▶ **Extracted records**
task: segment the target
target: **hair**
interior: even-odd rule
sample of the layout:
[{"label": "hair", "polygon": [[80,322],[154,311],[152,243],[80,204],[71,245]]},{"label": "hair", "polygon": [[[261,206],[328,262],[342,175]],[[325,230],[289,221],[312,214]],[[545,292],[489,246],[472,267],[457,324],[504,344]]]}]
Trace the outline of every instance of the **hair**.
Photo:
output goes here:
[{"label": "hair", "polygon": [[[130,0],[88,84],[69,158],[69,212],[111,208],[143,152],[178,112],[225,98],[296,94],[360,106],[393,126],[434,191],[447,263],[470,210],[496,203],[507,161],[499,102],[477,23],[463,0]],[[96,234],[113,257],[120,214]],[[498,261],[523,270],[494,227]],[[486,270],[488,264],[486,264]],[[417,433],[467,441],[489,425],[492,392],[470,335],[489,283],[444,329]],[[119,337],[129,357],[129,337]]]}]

▶ **Given exercise**
Edit the records by changing "even-odd rule" to "nonzero winding rule" and reproduce every line otherwise unchanged.

▶ **Finished answer**
task: segment the target
target: **hair**
interior: nonzero winding rule
sample of the layout:
[{"label": "hair", "polygon": [[80,322],[154,311],[152,243],[80,204],[71,245]]},{"label": "hair", "polygon": [[[261,206],[328,262],[342,175]],[[325,230],[289,221],[312,214]],[[545,292],[489,246],[472,267],[457,324],[504,344]]]}]
Trace the outline of every instance of the **hair**.
Photo:
output goes here:
[{"label": "hair", "polygon": [[[130,0],[88,84],[69,158],[69,212],[111,208],[143,152],[178,112],[225,98],[296,94],[360,106],[393,126],[434,191],[447,263],[470,210],[496,203],[507,161],[499,102],[477,23],[463,0]],[[96,234],[113,257],[120,214]],[[498,261],[523,270],[494,227]],[[486,270],[488,264],[486,264]],[[417,433],[467,441],[489,425],[492,392],[470,335],[489,283],[444,329]],[[119,337],[129,357],[129,337]]]}]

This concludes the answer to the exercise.